Records of labeled points
━━━━
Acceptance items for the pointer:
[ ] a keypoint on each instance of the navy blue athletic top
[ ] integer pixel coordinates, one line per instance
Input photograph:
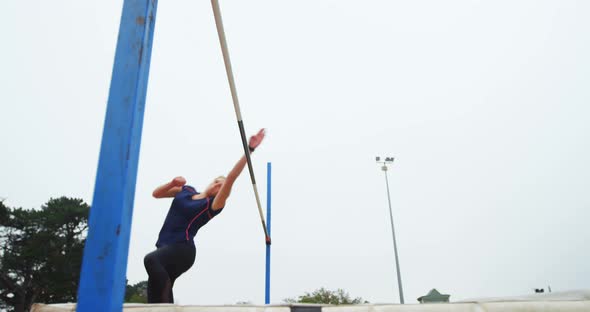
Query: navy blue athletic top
(185, 217)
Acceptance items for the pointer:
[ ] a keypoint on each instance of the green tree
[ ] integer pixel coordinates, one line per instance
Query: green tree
(41, 253)
(325, 296)
(136, 293)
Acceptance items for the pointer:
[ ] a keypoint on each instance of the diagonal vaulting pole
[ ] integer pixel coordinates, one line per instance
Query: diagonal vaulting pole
(234, 95)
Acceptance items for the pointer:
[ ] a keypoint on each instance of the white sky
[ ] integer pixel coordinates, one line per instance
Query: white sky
(484, 104)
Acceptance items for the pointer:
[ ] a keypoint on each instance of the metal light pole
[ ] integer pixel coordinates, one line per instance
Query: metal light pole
(388, 161)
━━━━
== Work to do ==
Return each line from the items above that contains the word "green".

== Exercise output ==
[ ] a keypoint on each instance of the green tree
Query: green tree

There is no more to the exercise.